# Directions for this task:
Convert every line of the records below into a JSON list of strings, one string per line, skipping blank lines. Omit the pictures from your answer.

[Rows from a segmentation dataset]
• • •
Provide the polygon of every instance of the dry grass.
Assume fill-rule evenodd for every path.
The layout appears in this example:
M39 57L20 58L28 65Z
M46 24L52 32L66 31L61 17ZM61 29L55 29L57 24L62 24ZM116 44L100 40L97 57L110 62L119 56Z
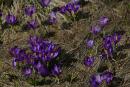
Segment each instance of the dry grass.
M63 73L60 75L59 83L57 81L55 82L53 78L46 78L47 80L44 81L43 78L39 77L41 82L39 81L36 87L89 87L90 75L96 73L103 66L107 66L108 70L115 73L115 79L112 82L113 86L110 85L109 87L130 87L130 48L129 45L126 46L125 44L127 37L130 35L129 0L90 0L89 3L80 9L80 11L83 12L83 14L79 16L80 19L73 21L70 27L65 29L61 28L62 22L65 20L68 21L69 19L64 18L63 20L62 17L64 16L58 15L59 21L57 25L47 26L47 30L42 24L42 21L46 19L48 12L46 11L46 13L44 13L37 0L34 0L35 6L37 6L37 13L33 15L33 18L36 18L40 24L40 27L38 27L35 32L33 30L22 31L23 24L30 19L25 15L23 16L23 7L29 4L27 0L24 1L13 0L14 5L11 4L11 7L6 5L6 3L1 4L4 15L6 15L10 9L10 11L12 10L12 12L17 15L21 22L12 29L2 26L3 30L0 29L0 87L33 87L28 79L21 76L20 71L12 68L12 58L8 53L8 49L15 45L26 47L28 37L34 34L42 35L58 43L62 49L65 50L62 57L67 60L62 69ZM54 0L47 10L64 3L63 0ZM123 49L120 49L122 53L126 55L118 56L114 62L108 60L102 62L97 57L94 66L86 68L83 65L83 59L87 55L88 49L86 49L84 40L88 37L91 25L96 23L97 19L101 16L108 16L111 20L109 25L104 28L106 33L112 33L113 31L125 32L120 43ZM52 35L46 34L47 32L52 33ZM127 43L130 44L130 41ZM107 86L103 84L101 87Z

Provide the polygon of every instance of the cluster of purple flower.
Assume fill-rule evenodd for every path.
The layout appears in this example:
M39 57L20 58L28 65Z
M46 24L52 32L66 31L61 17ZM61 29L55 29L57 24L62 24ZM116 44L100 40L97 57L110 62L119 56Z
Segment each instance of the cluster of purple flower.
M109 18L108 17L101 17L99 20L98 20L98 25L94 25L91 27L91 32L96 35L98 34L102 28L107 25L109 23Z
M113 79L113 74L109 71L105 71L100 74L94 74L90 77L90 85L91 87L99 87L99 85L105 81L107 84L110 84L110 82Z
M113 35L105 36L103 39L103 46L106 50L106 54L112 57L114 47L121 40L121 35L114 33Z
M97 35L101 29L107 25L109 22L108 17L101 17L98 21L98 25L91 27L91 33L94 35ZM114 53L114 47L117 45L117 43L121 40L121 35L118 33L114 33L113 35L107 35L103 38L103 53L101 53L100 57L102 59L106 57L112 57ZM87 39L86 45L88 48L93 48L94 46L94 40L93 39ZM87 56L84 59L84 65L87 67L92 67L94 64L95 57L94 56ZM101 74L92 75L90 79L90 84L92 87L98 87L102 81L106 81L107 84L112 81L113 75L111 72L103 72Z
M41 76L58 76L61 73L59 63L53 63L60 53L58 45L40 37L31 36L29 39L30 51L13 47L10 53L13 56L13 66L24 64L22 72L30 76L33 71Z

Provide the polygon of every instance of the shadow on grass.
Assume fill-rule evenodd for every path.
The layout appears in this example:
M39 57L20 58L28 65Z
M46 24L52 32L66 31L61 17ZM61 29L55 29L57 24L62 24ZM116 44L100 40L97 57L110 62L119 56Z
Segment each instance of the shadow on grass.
• • •
# Full answer:
[
  "Provide the polygon of every instance of the dry grass.",
  "Assume fill-rule evenodd for every path.",
  "The layout appears in this example:",
  "M39 57L20 58L28 65Z",
  "M46 24L52 32L66 31L61 17ZM61 29L55 29L57 24L62 24ZM116 44L100 40L97 57L110 62L119 56Z",
  "Segment each instance of the dry grass.",
  "M63 73L60 75L59 83L57 81L55 82L53 78L46 78L47 80L44 81L43 78L39 77L41 82L39 81L36 87L89 87L90 75L96 73L103 66L107 66L108 70L115 73L115 79L112 82L113 86L110 85L109 87L130 87L130 48L129 45L126 46L125 44L127 37L130 35L129 0L90 0L89 3L80 9L80 11L83 12L83 14L79 16L80 19L73 21L70 27L65 29L61 28L62 22L65 20L68 21L69 19L64 18L63 20L62 17L64 16L58 15L59 21L57 25L47 26L47 30L42 24L42 21L46 19L48 12L46 11L46 13L44 13L37 0L34 0L35 6L37 6L37 13L33 15L33 18L36 18L40 24L40 27L38 27L35 32L33 30L22 31L23 24L30 19L25 15L23 16L23 7L29 4L27 0L24 1L13 0L14 5L11 4L11 7L6 5L6 3L1 4L4 15L6 15L10 9L10 11L12 10L12 12L17 15L21 22L12 29L2 26L3 30L0 29L0 87L33 87L28 79L21 76L20 71L12 68L12 58L8 53L8 49L15 45L26 47L28 37L34 34L42 35L58 43L62 49L65 50L62 57L67 60L62 69ZM54 0L47 10L64 3L63 0ZM123 49L120 49L122 53L126 55L118 56L114 62L108 60L102 62L97 57L94 66L86 68L83 65L83 59L87 55L88 49L86 49L84 40L88 37L91 25L96 23L97 19L101 16L108 16L111 20L109 25L104 28L106 33L112 33L113 31L125 32L120 43ZM52 35L46 34L47 32L52 33ZM127 43L130 44L130 41ZM107 86L103 84L101 87Z",
  "Provide the polygon of every instance of the cluster of purple flower.",
  "Assume fill-rule evenodd for every path.",
  "The layout appears in this example:",
  "M39 57L20 58L28 65Z",
  "M46 24L52 32L66 31L61 17ZM61 29L55 29L57 24L62 24ZM116 44L100 40L97 57L110 62L119 56Z",
  "Segment each instance of the cluster of purple flower.",
  "M109 18L108 17L101 17L99 20L98 20L98 25L94 25L91 27L91 32L96 35L98 34L102 28L107 25L109 23Z",
  "M113 79L113 74L109 71L105 71L100 74L94 74L90 77L90 85L91 87L99 87L99 85L105 81L107 84L110 84L110 82Z",
  "M113 35L105 36L103 39L103 46L106 50L106 54L112 57L114 47L121 40L121 35L114 33Z",
  "M97 35L101 29L107 25L109 22L108 17L101 17L98 21L98 25L91 27L91 33L94 35ZM114 53L114 47L117 45L117 43L121 40L121 35L118 33L114 33L113 35L107 35L103 38L103 53L101 53L100 57L102 59L106 57L112 57ZM87 39L86 45L88 48L93 48L94 46L94 40L93 39ZM87 56L84 59L84 65L87 67L92 67L94 64L95 57L94 56ZM101 74L92 75L90 79L90 84L92 87L98 87L102 81L106 81L107 84L112 81L113 75L111 72L103 72Z",
  "M41 76L58 76L61 73L59 63L53 63L60 53L58 45L40 37L31 36L29 39L30 51L13 47L10 53L13 56L13 66L24 64L22 72L30 76L33 71Z",
  "Provide the polygon of every instance of the shadow on grass.",
  "Assume fill-rule evenodd for every path.",
  "The layout appears in this example:",
  "M39 57L20 58L28 65Z",
  "M46 24L52 32L66 31L61 17ZM61 29L55 29L57 24L62 24ZM116 44L100 40L97 57L110 62L119 56Z",
  "Segment each instance of the shadow on grass."
]